§ **Provided data**
-- Start --

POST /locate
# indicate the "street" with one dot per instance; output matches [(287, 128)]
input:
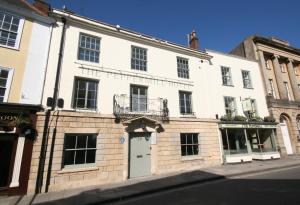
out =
[(276, 187)]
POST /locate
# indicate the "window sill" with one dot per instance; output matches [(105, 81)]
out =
[(12, 48), (191, 158), (85, 110), (86, 62), (228, 85), (77, 169), (187, 115)]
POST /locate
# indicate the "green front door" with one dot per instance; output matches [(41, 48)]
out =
[(139, 152)]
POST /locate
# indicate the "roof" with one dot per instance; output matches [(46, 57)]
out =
[(117, 30), (276, 44)]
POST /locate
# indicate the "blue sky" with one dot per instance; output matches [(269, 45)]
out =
[(220, 24)]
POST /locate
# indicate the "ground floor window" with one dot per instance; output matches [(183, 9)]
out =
[(79, 149), (259, 140), (234, 141), (189, 144)]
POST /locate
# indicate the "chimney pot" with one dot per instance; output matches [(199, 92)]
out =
[(194, 42), (42, 6)]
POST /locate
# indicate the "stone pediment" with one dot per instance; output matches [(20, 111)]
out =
[(143, 124)]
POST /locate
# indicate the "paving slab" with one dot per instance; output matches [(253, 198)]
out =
[(153, 184)]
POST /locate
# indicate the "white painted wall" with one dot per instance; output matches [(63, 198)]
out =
[(115, 57), (115, 75), (36, 64), (218, 91)]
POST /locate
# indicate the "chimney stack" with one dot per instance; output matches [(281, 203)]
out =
[(42, 6), (193, 41)]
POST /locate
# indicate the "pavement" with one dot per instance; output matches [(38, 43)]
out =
[(149, 185)]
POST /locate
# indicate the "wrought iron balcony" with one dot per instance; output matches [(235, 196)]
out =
[(128, 107)]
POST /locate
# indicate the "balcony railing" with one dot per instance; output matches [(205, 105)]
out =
[(128, 107)]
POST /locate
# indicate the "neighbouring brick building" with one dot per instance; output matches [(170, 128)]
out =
[(279, 64)]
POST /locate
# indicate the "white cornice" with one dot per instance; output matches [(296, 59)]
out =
[(134, 36), (21, 11)]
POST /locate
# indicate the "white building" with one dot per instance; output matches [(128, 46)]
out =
[(134, 105), (237, 97)]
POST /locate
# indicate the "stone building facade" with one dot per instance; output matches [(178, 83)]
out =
[(279, 64)]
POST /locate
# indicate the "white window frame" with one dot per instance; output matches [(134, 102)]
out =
[(286, 85), (8, 82), (19, 32), (74, 103), (89, 49), (232, 109), (227, 75), (247, 79), (272, 88), (64, 166), (183, 68)]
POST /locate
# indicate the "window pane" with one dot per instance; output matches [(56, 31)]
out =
[(183, 150), (189, 139), (2, 82), (90, 156), (2, 91), (3, 73), (183, 138), (80, 157), (89, 48), (69, 157), (92, 141), (70, 142), (81, 141), (195, 149)]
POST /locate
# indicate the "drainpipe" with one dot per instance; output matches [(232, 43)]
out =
[(40, 174)]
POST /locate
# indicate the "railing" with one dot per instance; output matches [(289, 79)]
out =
[(128, 107)]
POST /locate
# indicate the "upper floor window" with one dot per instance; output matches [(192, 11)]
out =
[(138, 98), (287, 90), (79, 149), (249, 107), (272, 88), (183, 68), (5, 81), (283, 67), (230, 106), (10, 29), (226, 75), (138, 58), (189, 144), (185, 102), (85, 94), (246, 79), (89, 48), (267, 64)]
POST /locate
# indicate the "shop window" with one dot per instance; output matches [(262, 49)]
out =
[(234, 141), (261, 140), (189, 144), (79, 149)]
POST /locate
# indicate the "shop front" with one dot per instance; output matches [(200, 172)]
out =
[(17, 133), (247, 141)]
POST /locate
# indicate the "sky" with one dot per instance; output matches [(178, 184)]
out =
[(220, 24)]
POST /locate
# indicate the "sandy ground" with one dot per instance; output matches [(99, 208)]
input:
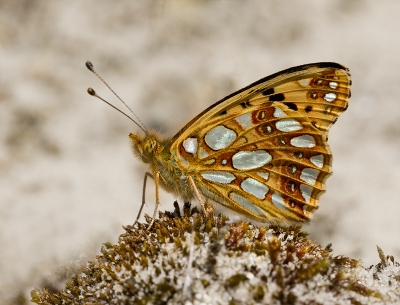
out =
[(68, 180)]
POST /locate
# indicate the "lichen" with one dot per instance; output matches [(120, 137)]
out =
[(203, 259)]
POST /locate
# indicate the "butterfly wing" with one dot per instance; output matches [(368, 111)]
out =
[(262, 151)]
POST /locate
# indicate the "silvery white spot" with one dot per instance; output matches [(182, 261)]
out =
[(250, 159), (183, 161), (278, 201), (330, 97), (317, 160), (333, 85), (246, 204), (306, 141), (220, 137), (278, 113), (288, 125), (304, 82), (309, 175), (209, 162), (254, 187), (218, 176), (264, 175), (190, 145), (202, 153), (305, 211), (306, 191), (244, 120)]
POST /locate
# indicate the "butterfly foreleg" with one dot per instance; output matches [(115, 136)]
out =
[(157, 183), (143, 195), (207, 209)]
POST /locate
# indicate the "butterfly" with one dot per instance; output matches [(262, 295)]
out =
[(261, 151)]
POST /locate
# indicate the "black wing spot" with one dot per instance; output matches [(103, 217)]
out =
[(279, 97), (269, 91), (314, 95), (292, 106), (245, 104), (308, 108)]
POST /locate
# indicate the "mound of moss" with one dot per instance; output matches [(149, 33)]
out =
[(201, 259)]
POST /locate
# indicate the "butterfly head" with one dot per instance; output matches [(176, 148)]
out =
[(145, 147)]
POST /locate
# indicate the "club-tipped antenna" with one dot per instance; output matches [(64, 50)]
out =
[(89, 65), (93, 93)]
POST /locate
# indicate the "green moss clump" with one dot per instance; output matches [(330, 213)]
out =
[(203, 259)]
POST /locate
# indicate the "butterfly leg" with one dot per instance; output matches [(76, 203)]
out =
[(143, 196), (156, 181), (208, 209)]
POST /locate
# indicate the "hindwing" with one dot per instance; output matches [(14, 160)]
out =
[(262, 151)]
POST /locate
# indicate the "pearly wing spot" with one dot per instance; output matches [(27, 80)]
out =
[(309, 175), (288, 125), (278, 201), (218, 176), (190, 145), (255, 188), (220, 137), (305, 141), (330, 97), (278, 113), (306, 191), (246, 160), (318, 160), (244, 120)]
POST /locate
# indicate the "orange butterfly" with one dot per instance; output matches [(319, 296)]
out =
[(261, 151)]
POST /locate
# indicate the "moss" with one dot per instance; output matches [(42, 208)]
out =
[(195, 256)]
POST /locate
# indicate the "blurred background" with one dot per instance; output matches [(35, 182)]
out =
[(68, 179)]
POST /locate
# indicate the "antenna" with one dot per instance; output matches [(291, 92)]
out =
[(89, 65)]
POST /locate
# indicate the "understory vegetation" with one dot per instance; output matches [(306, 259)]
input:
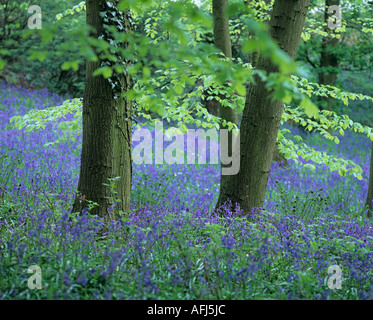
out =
[(174, 245)]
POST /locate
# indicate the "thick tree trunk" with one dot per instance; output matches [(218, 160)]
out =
[(106, 147), (262, 116), (328, 72), (369, 199)]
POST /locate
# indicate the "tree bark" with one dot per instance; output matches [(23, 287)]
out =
[(222, 41), (369, 199), (262, 115), (328, 72), (106, 146)]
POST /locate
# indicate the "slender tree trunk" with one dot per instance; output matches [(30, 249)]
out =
[(262, 115), (222, 41), (106, 147), (328, 72), (369, 199)]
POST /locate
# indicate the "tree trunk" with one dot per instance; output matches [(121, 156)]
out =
[(262, 115), (106, 146), (222, 41), (328, 72), (369, 199)]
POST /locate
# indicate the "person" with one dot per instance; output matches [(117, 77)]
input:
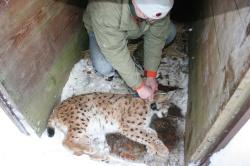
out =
[(111, 23)]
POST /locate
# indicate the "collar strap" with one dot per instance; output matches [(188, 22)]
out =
[(132, 8)]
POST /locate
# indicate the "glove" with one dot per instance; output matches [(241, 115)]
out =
[(145, 92)]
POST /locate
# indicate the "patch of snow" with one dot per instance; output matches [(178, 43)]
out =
[(19, 149), (237, 151)]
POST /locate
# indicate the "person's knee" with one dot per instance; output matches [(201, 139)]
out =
[(103, 68), (171, 34)]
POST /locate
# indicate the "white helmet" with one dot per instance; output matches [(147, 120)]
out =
[(154, 9)]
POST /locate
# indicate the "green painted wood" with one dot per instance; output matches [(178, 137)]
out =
[(40, 41)]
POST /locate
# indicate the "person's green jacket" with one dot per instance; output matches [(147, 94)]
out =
[(113, 24)]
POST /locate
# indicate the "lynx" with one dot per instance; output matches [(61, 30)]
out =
[(89, 117)]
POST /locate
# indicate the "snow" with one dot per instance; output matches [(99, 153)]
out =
[(236, 153), (19, 149)]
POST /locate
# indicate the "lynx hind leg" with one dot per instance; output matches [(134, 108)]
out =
[(148, 137), (77, 143)]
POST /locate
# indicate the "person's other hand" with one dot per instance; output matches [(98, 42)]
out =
[(152, 83), (145, 92)]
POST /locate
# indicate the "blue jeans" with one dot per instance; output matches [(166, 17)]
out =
[(101, 65)]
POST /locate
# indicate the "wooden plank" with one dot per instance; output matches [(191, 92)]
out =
[(39, 43), (220, 51)]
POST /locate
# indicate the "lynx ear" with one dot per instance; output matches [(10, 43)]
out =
[(161, 98)]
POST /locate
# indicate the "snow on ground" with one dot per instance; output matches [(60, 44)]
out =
[(19, 149), (236, 153)]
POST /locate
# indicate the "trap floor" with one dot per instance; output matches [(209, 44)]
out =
[(172, 77)]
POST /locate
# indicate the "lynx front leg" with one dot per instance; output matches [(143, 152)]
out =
[(79, 144), (147, 137)]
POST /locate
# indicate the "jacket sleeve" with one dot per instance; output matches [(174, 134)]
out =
[(113, 45), (154, 41)]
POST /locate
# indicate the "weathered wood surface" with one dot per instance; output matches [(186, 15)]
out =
[(220, 57), (40, 40)]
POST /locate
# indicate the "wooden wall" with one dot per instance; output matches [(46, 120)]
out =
[(40, 40), (219, 60)]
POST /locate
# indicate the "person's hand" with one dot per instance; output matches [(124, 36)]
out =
[(145, 92), (152, 83)]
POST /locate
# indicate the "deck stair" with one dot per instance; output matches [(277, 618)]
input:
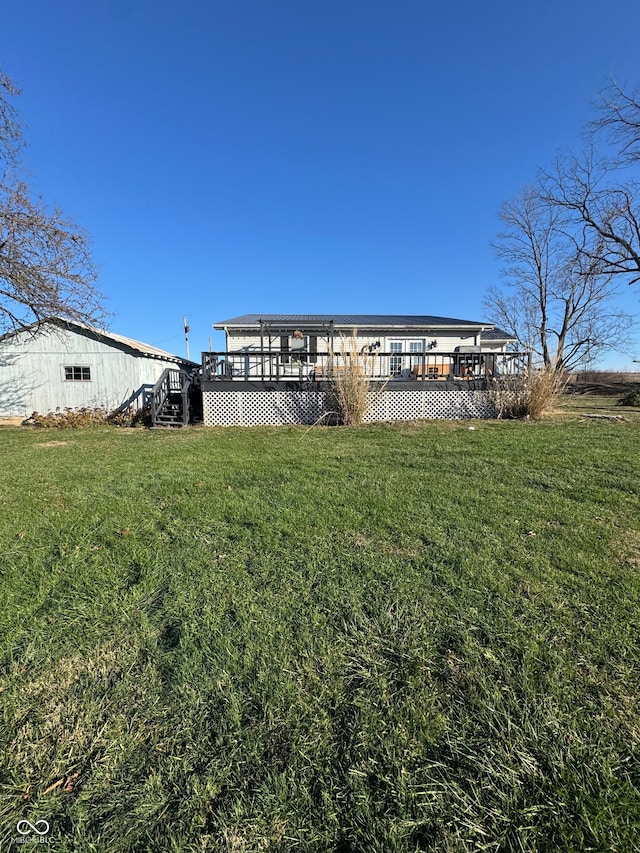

-- End --

§ **Work required**
Pull out every line of the entries above that contains the word "wooden", treating uppercase and lowercase letters as different.

§ **Exercise answer**
# indicate the "wooden plank" with one dot per instance; output matches [(191, 92)]
# indicate the "wooden wall" with one dot per instance; output matches [(46, 120)]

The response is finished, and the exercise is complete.